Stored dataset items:
◆ ◆ ◆

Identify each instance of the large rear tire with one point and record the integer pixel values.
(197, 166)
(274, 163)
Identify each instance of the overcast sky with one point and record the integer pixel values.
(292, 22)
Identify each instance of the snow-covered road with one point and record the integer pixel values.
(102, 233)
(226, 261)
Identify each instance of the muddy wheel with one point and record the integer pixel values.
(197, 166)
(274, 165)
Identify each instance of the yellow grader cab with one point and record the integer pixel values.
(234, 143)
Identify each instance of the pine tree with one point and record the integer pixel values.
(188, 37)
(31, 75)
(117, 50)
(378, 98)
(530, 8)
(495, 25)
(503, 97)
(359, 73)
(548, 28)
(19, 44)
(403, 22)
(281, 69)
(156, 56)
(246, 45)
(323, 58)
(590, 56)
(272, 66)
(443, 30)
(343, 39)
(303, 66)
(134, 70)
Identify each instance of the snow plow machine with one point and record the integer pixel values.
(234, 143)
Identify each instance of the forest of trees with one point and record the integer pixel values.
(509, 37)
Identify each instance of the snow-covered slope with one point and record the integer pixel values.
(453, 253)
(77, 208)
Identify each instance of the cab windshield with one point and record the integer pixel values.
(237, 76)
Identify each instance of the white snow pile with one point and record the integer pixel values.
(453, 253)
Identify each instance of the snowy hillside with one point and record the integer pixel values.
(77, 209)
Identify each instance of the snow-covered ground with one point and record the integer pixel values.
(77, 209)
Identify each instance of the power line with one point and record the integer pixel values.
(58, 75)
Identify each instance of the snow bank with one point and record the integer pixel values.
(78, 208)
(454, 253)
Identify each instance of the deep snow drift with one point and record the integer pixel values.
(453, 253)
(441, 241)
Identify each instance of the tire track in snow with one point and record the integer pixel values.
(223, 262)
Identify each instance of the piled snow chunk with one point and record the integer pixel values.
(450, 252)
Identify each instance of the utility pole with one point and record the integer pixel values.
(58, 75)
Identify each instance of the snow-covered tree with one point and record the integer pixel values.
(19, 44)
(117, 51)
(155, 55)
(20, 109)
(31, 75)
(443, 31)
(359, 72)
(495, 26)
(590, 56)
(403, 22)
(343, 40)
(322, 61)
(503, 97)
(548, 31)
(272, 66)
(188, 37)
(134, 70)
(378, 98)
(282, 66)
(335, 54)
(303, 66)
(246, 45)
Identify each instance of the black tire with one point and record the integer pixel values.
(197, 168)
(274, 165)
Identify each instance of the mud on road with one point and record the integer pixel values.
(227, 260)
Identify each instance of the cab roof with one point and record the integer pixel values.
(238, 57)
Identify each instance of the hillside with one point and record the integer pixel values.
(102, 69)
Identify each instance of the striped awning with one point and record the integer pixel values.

◆ ◆ ◆

§ Task details
Restate the data above in full, keeping every word as it is.

§ Your solution
Identify each instance of the large rear tire with one point and record the integer pixel values.
(197, 166)
(274, 163)
Identify each instance of the overcast sky with one point and record the integer pixel values.
(292, 22)
Identify each instance of the snow-covered road with one point and record the integer pixel values.
(102, 233)
(226, 261)
Identify each instance of the muddy wheel with one point and record the integer pixel values.
(197, 166)
(274, 165)
Identify each instance of the yellow grader cab with one point and record the integer pixel values.
(234, 143)
Identify each instance of the pine tree with one point and record the integer pixel values.
(188, 37)
(31, 75)
(117, 50)
(378, 98)
(530, 8)
(495, 25)
(503, 97)
(359, 73)
(548, 28)
(19, 44)
(403, 22)
(281, 69)
(156, 56)
(246, 45)
(323, 58)
(590, 56)
(272, 66)
(443, 30)
(343, 39)
(303, 66)
(134, 70)
Identify each instance of the snow plow machine with one point and record the integer pixel values.
(234, 143)
Identify each instance of the forest of trees with one point and record the integer pixel values.
(509, 37)
Identify each instance of the snow-covered slope with one point and record the integer pixel values.
(453, 253)
(77, 208)
Identify each instance of the cab windshield with one point and record the integer pixel values.
(237, 76)
Identify each instance of the white snow pile with one point and record the integer pixel values.
(453, 253)
Identify each instance of the snowy hillside with one point and record the integer pixel values.
(77, 209)
Identify each instance of the snow-covered ground with one point and record the integer pixel values.
(77, 209)
Identify each instance of the power line with one point and record the integer pixel values.
(58, 75)
Identify each instance of the snow bank with one point and record the integer pixel values.
(78, 208)
(454, 253)
Identify each instance of the deep snow drift with one point and record the integer pixel values.
(453, 253)
(441, 241)
Identify each instance of the tire track in snow with one point and record the integer pixel values.
(223, 262)
Identify each instance of the piled snow chunk with one point and record the integer pixel values.
(450, 252)
Identify each instance of the utility pole with one point and record the integer pixel values.
(58, 75)
Identify each instance of the snow-covered tree with one point and record the integer pixel values.
(19, 44)
(117, 51)
(155, 55)
(20, 109)
(31, 75)
(443, 31)
(359, 72)
(495, 26)
(590, 56)
(403, 22)
(343, 40)
(322, 61)
(503, 97)
(548, 31)
(272, 66)
(188, 37)
(134, 70)
(378, 98)
(282, 66)
(335, 54)
(303, 66)
(246, 45)
Identify each instance of the black tire with one point and record the integer pixel values.
(197, 168)
(274, 165)
Identify each instance of the mud on road with one point and record the integer pixel values.
(227, 260)
Identify each instance of the cab roof with one point and record the integer pixel values.
(238, 57)
Identify each instance of the hillside with one point and record the integer pixel values.
(102, 69)
Identify each instance of the striped awning with one point and record the integer pixel values.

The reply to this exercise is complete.